> **Required action 1**:
Using the delivery-driving forum thread, decide whether each statement agrees with it: (a) fast driver helps load groceries and luggage when they are heavy; (b) Djfourmoney doesn't mind unloading the car; (c) Mad_Jack_Flint averages thirty an hour with Uber. Answer each with yes or no and quote the deciding words.
> **Required action 2**:
Summarize the delivery-driving forum thread in three sentences.
> **Required action 3**:
Pick up the delivery-driving forum thread from where it stops.

> **Document segment**:

That's interesting I only work 4-4:30 to maybe 10:30, depends when I shut the app off because if I don't I'll get a flood of Thai/Asian food deliveries until the wee hours as they are all open late. In the hood I get constant Micky D's and Jack In The Box.

If I worked more I'd make more but I'm good with about 3K a month.


----------



## fast driver (Sep 20, 2019)

The fact that you have to get in and out of the car all the time is a deal breaker for me. Hence, I have never helped anyone load grocery/luggage regardless of amount and weight. I can help pop the trunk and you are on your own.


----------



## 45821 (Feb 15, 2016)

fast driver said:


> The fact that you have to get in and out of the car all the time is a deal breaker for me. Hence, I have never helped anyone load grocery/luggage regardless of amount and weight. I can help pop the trunk and you are on your own.


Walking around is a good exercise, siting in one position isn't, but to each his own.



ConkeyCrack said:


> Pound for pound, Food delivery earns way more. You are getting paid way more per mile with way less wear and tear on your vehicle. I used to do uberX and haven't looked back since I started on UE


Try to do more than one app, it's even more fun and money.


----------



## Djfourmoney (Dec 22, 2014)

It is good to walk around. I don't mind at all. I also don't mind unloading the car. I've had to carry 24 count water bottles lots of time.


----------



## Mad_Jack_Flint (Nov 19, 2020)

I only do delivery for Uber and DoorDash and will tell you that you have to be selective as can be with Uber and DoorDash and work the better areas with higher end restaurants.

DoorDash I can average thirty an hour but with Uber you are lucky if you make twenty an hour and they are getting as bad as Postmates with the low pay and long distances...

You should set your lowest amount you will accept and calculate the miles you will drive...

Uber loves to ping drivers with long mileage drives like one I got for under nine dollars for twenty miles which I quickly declined because you are losing money 💰!

So if you do deliveries 🚚 then you need to cherry-pick and understand where the better tipping areas are at!

Now for Uber if you get order to go which mean you pay and go then make sure it is a fast food joint because they are the quickest like Raising Canes here in the Houston region and Kolache Factory and they have a minimum of six dollars per order but are usually a lot higher and they take no time to order and get and deliver...

> **Information provided**:
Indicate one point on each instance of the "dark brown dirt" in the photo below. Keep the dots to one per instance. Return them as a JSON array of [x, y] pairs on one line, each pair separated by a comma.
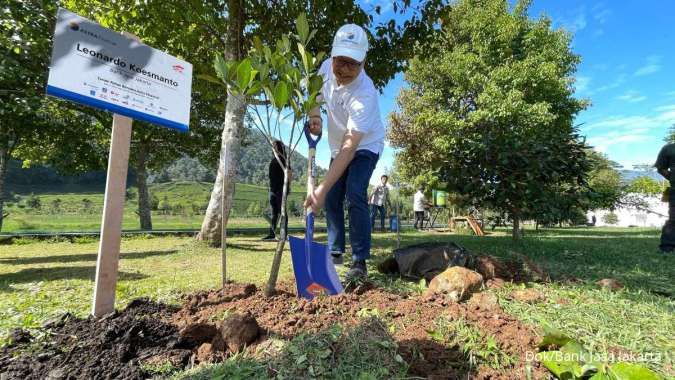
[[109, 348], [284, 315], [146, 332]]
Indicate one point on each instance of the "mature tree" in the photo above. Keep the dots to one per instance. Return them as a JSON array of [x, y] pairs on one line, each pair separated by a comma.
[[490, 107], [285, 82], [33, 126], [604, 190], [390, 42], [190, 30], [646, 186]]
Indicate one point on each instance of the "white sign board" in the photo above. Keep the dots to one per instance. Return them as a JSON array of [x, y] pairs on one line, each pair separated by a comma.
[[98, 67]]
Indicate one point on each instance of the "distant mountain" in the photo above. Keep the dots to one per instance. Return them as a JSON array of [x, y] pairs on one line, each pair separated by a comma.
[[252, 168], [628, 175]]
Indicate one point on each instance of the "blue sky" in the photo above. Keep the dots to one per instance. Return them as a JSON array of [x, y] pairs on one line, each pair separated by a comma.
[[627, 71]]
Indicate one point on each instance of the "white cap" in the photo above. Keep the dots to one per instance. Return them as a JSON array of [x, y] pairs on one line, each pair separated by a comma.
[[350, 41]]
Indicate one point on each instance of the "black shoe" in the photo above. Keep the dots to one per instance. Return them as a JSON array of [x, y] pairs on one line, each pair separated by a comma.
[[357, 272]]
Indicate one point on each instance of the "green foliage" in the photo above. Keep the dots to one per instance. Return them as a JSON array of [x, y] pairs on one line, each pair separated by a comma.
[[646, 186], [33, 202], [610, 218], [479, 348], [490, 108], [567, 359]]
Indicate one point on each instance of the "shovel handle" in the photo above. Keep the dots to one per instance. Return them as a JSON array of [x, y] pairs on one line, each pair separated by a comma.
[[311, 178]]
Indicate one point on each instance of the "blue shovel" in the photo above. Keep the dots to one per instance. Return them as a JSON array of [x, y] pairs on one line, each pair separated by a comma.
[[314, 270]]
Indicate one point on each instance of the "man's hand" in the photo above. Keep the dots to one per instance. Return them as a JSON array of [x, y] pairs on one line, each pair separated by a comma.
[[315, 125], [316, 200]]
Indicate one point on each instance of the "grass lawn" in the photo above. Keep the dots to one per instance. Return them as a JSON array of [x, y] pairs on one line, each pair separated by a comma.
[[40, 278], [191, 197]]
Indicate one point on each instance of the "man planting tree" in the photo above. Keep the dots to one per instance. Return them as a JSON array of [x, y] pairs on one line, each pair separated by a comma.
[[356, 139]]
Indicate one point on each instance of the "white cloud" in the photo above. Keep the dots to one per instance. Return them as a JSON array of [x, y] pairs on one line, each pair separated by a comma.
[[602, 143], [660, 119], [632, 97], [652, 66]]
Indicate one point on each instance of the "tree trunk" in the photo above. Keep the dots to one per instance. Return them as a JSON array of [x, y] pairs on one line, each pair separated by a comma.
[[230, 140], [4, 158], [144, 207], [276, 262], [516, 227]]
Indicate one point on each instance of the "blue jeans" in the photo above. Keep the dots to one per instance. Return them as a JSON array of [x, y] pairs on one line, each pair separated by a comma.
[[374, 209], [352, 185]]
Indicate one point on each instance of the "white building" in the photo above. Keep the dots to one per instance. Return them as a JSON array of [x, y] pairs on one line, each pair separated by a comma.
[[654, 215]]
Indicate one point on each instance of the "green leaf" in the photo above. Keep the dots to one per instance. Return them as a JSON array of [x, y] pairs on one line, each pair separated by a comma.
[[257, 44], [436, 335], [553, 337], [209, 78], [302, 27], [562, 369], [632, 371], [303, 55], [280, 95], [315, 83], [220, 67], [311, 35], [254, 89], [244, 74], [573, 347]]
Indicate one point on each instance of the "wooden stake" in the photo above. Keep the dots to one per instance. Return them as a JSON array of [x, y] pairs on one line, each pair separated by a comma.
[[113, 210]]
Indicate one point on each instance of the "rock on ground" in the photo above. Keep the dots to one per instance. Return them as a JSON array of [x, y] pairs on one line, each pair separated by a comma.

> **Task result 1**:
(a) No: "I have never helped anyone load grocery/luggage regardless of amount and weight."
(b) Yes: "I also don't mind unloading the car."
(c) No: "DoorDash I can average thirty an hour but with Uber you are lucky if you make twenty an hour"

> **Task result 2**:
One poster works evenings until about 10:30, shuts the app off to avoid late Thai and Asian food orders, and is content with about 3K a month. Another poster refuses to help anyone load groceries or luggage, while others reply that walking around is good exercise and that they don't mind unloading the car. A poster who delivers for Uber and DoorDash says drivers should be selective, set the lowest amount they will accept, count the miles, and cherry-pick the better tipping areas, adding that DoorDash pays more per hour than Uber.

> **Task result 3**:
DO NOT ACCEPT Walmart, Burger King, Wendy’s or McDonald’s because they all suck the big one and you usually get the asshole customer!

Chinese or Asian restaurants tip very well usually!

One last thing and that is Uber and all the rest do not care about you and figure they can replace you quickly, so use and abuse them like they would you and be smart about your deliveries and if you are not averaging two dollars a mile then you are doing it all wrong!


----------



## ValleyCockroach43892 (Apr 22, 2019)

DDW said:


> On a daily/ weekly basis. Just wondering...never done food delivery.


It's a game of time vs. Wear and tear. You put way less miles and wear and tear on your car delivering food but it takes longer to make the same amount you make driving. I think you definitely net more money with food vs. Passengers.

P.S. This is of course if you're cherry picking. Your acceptance rate should be no higher than 10 percent on all food apps.


----------



## Stevie The magic Unicorn (Apr 3, 2018)

Mad_Jack_Flint said:


> DO NOT ACCEPT Walmart, Burger King, Wendy's or McDonald's because they all suck the big one and you usually get the @@@@@@@ customer!


you left off taco bell


----------



## 45821 (Feb 15, 2016)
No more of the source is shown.